Trecho selecionado>
Vem à tona, como resultado dessa relação, os preconceitos e discriminação por parte de certos indivíduos. A sociedade moderna não presta atenção às diferenças entre os grupos, nem mesmo como esses grupos foram incorporados nessa nova sociedade. Assim, há uma posição chamada de étnico-cultural, na qual um determinado grupo é visto como separado, a margem de outros grupos da sociedade. O conflito, ocasionado pelo processo de assimilação, fez com que se evitasse o uso do termo assimilação, assim, a política preferiu utilizar os termos integração e multiculturalismo.

Segundo Díaz-Polanco (2009), o império é uma máquina de integração universal, que com sua boca aberta e apetite infinito, convida a todos, pacificamente, a ingressar em sua cultura. O império não busca excluir as diferenças, ele incita os outros a penetrar em sua ordem. Conceituando o termo etnofágico, Díaz-Polanco (2009) afirma que o império tem um apetite de diversidade e quer digerir e assimilar o comunitário, além de engolir e devorar o “outro” e suas identidades étnicas.

Itens fornecidos>
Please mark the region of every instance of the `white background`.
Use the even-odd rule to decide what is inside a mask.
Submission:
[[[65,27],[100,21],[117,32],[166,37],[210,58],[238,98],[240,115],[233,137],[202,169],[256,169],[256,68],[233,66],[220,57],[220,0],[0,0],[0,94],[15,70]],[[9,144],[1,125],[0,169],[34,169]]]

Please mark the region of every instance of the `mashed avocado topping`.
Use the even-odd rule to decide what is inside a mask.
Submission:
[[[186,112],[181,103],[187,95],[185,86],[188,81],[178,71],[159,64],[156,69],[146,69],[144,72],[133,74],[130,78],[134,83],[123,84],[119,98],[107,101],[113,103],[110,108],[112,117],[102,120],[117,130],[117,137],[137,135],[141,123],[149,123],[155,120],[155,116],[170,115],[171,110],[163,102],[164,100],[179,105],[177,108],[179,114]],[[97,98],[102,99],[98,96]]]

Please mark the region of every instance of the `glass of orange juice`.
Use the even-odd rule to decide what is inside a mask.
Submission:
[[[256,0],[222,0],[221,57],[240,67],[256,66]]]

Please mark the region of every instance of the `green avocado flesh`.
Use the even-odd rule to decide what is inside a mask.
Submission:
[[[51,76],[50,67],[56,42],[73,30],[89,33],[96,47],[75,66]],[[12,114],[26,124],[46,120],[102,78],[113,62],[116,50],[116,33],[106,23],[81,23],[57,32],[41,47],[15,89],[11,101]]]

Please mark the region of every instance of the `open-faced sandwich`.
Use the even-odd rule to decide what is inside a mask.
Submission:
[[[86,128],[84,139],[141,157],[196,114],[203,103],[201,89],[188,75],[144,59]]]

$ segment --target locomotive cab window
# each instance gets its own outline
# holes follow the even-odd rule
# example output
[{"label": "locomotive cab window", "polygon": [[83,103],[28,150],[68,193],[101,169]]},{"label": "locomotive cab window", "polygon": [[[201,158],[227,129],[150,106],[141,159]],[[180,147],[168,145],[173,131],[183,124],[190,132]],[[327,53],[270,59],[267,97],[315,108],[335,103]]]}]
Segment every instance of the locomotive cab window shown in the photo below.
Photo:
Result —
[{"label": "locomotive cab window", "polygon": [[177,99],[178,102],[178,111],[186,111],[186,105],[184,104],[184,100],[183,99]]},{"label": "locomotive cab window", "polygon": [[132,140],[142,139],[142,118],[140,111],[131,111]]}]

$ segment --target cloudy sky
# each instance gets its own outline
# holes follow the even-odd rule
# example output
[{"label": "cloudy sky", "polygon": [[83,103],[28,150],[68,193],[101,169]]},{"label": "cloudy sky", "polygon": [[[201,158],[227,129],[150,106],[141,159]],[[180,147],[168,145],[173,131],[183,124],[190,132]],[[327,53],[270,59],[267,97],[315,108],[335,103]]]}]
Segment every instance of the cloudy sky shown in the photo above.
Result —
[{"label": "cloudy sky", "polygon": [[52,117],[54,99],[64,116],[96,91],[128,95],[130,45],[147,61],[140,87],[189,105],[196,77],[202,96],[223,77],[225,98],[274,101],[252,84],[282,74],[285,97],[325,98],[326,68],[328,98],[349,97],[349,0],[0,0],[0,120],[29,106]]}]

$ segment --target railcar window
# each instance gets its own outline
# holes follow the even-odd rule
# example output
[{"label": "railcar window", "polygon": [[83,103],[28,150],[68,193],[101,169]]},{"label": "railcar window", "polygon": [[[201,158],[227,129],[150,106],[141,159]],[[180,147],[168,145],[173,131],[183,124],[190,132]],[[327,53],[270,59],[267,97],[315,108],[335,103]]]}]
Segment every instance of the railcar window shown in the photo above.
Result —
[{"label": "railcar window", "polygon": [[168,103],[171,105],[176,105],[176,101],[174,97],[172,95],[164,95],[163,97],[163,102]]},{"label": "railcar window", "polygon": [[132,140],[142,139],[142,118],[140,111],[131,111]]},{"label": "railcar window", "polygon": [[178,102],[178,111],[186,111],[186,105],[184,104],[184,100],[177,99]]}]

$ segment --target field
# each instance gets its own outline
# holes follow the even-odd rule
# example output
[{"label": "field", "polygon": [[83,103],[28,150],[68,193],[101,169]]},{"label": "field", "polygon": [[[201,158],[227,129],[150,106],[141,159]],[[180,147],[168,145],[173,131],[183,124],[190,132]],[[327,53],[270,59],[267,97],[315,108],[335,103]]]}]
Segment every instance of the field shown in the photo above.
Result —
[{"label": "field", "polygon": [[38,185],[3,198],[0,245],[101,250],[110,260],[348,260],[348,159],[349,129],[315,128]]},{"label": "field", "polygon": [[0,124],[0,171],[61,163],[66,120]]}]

O que fazer>
- A) Resuma o trecho selecionado em duas frases.
- B) Responda às perguntas abaixo com base no trecho selecionado.
(i) Que termos a política preferiu usar em vez de "assimilação"?
(ii) Na posição chamada de étnico-cultural, como um determinado grupo é visto?
(iii) Segundo Díaz-Polanco (2009), o que o império faz em vez de excluir as diferenças?
- C) Escreva a continuação do texto sobre integração e etnofagia a partir da última frase apresentada.

Respostas do exercício>
- A) A sociedade moderna não presta atenção às diferenças entre os grupos, e o conflito causado pelo processo de assimilação levou a política a preferir os termos integração e multiculturalismo. Segundo Díaz-Polanco (2009), o império é uma máquina de integração universal que não busca excluir as diferenças, mas quer digerir e assimilar o "outro" e suas identidades étnicas.

- B)
(i) Integração e multiculturalismo.
(ii) Como separado, à margem de outros grupos da sociedade.
(iii) Incita os outros a penetrar em sua ordem.

- C)
Para Kuper (2002), o multiculturalismo é a retomada da cultura de caráter político, citando Terence Turner, ele afirma que o multiculturalismo é um o movimento para mudança, mas faz críticas. O autor afirma que o termo não se trata de um movimento social coeso. O multiculturalismo americano dissemina discursos para o fortalecimento das minorias e rejeita a ideia de que os imigrantes devam assimilar a cultura que predomina, além de negar que exista uma cultura predominante. Segundo Kuper (2002), a questão não é a existência de diferenças, mas sim o desprezo e preconceito com que muitos tratam essas diferenças. A cultura predominante – que consiste no branco de classe média, anglo-saxão, homem e heterossexual – impõe suas regras a sociedade, quem não se encaixa nesse padrão será estigmatizado por ser diferente.

Segundo os autores Akhil Gupta e James Ferguson:
O "multiculturalismo" é, ao mesmo tempo, um débil reconhecimento do fato de que as culturas perderam suas amarras e lugares definidos, e uma tentativa de substituir essa pluralidade de culturas na moldura de uma identidade nacional. Da mesma forma, a ideia de "subcultura" tenta preservar a ideia de "culturas" distintas, ao mesmo tempo em que reconhece a relação de diferentes culturas com uma cultura dominante dentro do mesmo espaço geográfico e territorial. (GUPTA e FERGUSON, p. 33, ).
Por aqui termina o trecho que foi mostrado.